**TEXT BLOCK**

============================================================

3. Go big. My biggest regret is only getting a 38L pot. I can only do single batches which is why I've had to top-up with FWK's and extract. I'm thinking of trying to brew over-gravity this year and filling 2 15L cubes per brew. Either that or I will add some DME to make up the volume. 

Anyhow, I have 5 kids under 10 (3 with autism - the 3 year old is non-verbal) and a wife who hates beer/brewing. If I can crank out nearly 20 batches in 6 months, anyone can.


----------



## Hippy (14/1/16)

I find the most effective way is to plant a seed in SWMBO's mind that it would be a good idea to take the kids to her parents farm for the day then I have the place to myself.


----------



## stux (14/1/16)

60L system (less brewing required), setup day before or early in the day. Ie weigh grains, mill, and get all equipment out and clean and ready to go.

============================================================

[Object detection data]
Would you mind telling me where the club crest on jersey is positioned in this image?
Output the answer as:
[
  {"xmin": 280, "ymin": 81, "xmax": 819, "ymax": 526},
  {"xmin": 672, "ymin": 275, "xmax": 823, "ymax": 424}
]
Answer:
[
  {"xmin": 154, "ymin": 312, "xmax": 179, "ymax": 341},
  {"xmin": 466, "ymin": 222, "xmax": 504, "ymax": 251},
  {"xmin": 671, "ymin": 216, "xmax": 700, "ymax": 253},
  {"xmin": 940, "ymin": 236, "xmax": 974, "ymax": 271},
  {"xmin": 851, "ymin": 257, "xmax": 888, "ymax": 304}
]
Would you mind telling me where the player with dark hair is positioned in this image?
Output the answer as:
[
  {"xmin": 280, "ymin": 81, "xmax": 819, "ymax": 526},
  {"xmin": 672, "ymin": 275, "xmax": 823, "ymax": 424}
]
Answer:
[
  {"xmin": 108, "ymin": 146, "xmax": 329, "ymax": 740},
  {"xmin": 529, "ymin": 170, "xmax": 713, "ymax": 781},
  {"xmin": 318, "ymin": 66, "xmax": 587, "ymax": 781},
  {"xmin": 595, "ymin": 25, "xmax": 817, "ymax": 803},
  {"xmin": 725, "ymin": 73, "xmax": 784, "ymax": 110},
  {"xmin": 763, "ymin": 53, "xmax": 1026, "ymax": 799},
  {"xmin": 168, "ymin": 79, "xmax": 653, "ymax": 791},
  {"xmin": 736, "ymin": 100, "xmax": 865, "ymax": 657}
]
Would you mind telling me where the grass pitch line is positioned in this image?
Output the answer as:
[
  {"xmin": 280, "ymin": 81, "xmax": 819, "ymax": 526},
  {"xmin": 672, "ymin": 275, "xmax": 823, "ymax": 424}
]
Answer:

============================================================

**TASKS AND EXERCISES**
- a) In the entries, rewrite the lines from the one containing "Would you mind telling me where the grass" through the end of the entries, inclusive, with "grass pitch line" changed to "white sideline marking" and nothing else altered.
- b) Continue the home-brewing forum thread from the point where it stops.

**EXERCISE RESULTS**
- a)
Would you mind telling me where the white sideline marking is positioned in this image?
Output the answer as:
[
  {"xmin": 280, "ymin": 81, "xmax": 819, "ymax": 526},
  {"xmin": 672, "ymin": 275, "xmax": 823, "ymax": 424}
]
Answer:

- b)
Strike/Mash/Boil later.

No Chill. And then cleanup either then, or the next day.

Ferment at leisure.

Keg at leisure (sortof). It only takes a few minute to keg 60L through 1/2" hose! I have the 3 kegs cleaned, and starsanned before hand.


----------



## indica86 (14/1/16)

Barge said:


> 2. Buy your grain milled. I get my grain from craftbrewer, pre-milled and vaccum sealed. It saves me time and gives me a window of opportunity to brew. If I'm too tired, etc on one night I can leave it for the next night or whatever.


I don't see that as a huge time saver.
I have bulk grain here and mill as I need.

When kids are of school age - well, for me, I work shift work - get the water on at 0530, mash in, take kids to school, come home and boil, no chill you're done before lunch.


----------



## Liam_snorkel (14/1/16)

20min mash 20min boil. Works well for hoppy pales.

http://brewrr.com/posts/beer-time-continuum


----------



## Barge (14/1/16)

indica86 said:


> I don't see that as a huge time saver.
> I have bulk grain here and mill as I need.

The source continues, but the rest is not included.